**Ausgewählter Auszug**
= = = = =

# Lenkerbreite?



## konamann (14. Januar 2004)

Moin!
bin grad a bissla am rumbasteln und da mir der Lenker eh zu breit is, wollte ich den mal aweng absäbeln. nachdem sie Suchfunktion zu diesen Themen konstant geschwiegen hat...:
 welche Breite is in etwa ein Richtwert (für nicht zu breite Schultern)? was fahrt ihr? wie weit/schmal kann ich gehen?
 achja für street und dirt...


----------



## Bremerhavener© (14. Januar 2004)

Ich fahre meine Milkbar auf etwa 59cm, das hat den Vorteil, das ich X-Ups noch locker tweaken kann, aber auch 2 Bremsen montieren kann ohne daß ich in Platznot komme.

Das varriert natürlich, je nachdem wie breit deine Crossbar (Innenstrebe) ist..

Grundsätzlich würde ich eigentlich 58-59 cm auch als ganz guten Richtwert ansehen, und je nachdem, ob du das Rad agiler oder kontrollierter haben willst, + - 1,5cm maximal auf jeder Seite...alles andere wird (aus meiner Sicht) zur Lenkwurst oder zur Bankdrückhantel,wenn du relativ normkonform gebaut bist.


----------



## MTB-News.de




----------



## ylfcm (14. Januar 2004)

ju, so 58-60cm is ein guter wert. ich würde dir aber empfehlen dich langsam ranzutasten. schneid erstmal an jeder seite 1 cm ab und fahr dann paar tage zum testen. ab geht immer, dran wird teuer


----------



## Bremerhavener© (14. Januar 2004)

ylfcm schrieb:
			
		

> ju, so 58-60cm is ein guter wert. ich würde dir aber empfehlen dich langsam ranzutasten. schneid erstmal an jeder seite 1 cm ab und fahr dann paar tage zum testen. ab geht immer, dran wird teuer



Jau, klingt wenig, aber 2cm insgesamt weniger merkst du schon ganz kräftig im Fahrverhalten !

= = = = =

(Erkennungsbeispiele)
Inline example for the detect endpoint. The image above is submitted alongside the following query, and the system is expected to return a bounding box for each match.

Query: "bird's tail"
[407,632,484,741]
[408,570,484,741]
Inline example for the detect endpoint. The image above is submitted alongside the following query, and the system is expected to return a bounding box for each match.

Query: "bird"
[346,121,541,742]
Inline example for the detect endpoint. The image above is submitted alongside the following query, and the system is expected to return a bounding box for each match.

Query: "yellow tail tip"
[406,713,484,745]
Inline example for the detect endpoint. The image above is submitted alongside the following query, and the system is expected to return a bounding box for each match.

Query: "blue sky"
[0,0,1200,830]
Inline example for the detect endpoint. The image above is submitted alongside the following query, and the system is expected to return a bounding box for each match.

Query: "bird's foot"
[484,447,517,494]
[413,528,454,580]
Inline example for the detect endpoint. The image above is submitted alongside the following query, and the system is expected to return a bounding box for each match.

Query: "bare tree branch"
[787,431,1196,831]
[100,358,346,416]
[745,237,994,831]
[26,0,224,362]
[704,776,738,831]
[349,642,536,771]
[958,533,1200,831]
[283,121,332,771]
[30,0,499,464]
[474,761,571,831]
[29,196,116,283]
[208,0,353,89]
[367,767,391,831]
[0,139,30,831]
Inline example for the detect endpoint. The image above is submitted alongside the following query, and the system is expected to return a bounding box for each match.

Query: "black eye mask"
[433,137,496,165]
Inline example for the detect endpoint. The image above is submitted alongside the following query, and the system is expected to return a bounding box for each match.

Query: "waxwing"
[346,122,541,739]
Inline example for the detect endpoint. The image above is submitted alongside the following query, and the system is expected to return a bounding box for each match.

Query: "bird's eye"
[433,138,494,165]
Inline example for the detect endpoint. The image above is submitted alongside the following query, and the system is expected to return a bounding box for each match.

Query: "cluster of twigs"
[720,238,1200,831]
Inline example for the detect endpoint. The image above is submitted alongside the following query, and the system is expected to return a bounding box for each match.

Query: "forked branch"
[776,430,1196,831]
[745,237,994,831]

= = = = =

**Aufgabe 1**
Beantworte anhand der Forumsdiskussion über die Lenkerbreite diese drei Fragen:
(a) Für welche Fahrstile sucht konamann einen Richtwert?
(b) Auf welche Breite fährt Bremerhavener© seine Milkbar?
(c) Wie viel soll laut ylfcm zuerst an jeder Seite abgeschnitten werden, und was soll danach geschehen?
**Aufgabe 2**
Wandle die Einträge vom Anfang der Einträge bis hinunter zu der Zeile mit „[0,0,1200,830]“, beide Enden eingeschlossen, in eine CSV mit den zwei Spalten „Anfrage“ und „Antwort“ um. Jeder Eintrag ergibt dabei eine Zeile, jeder Wert steht in einem Feld in Anführungszeichen, und Zeilenumbrüche werden durch Leerzeichen ersetzt.
Die Einträge stehen in keinem Zusammenhang mit der Forumsdiskussion.

**Vollständige Antwort 1**
(a) Für Street und Dirt.
(b) Auf etwa 59 cm.
(c) Zuerst 1 cm an jeder Seite, danach soll man ein paar Tage zum Testen fahren.

**Vollständige Antwort 2**
Anfrage,Antwort
"Inline example for the detect endpoint. The image above is submitted alongside the following query, and the system is expected to return a bounding box for each match. Query: ""bird's tail""","[407,632,484,741] [408,570,484,741]"
"Inline example for the detect endpoint. The image above is submitted alongside the following query, and the system is expected to return a bounding box for each match. Query: ""bird""","[346,121,541,742]"
"Inline example for the detect endpoint. The image above is submitted alongside the following query, and the system is expected to return a bounding box for each match. Query: ""yellow tail tip""","[406,713,484,745]"
"Inline example for the detect endpoint. The image above is submitted alongside the following query, and the system is expected to return a bounding box for each match. Query: ""blue sky""","[0,0,1200,830]"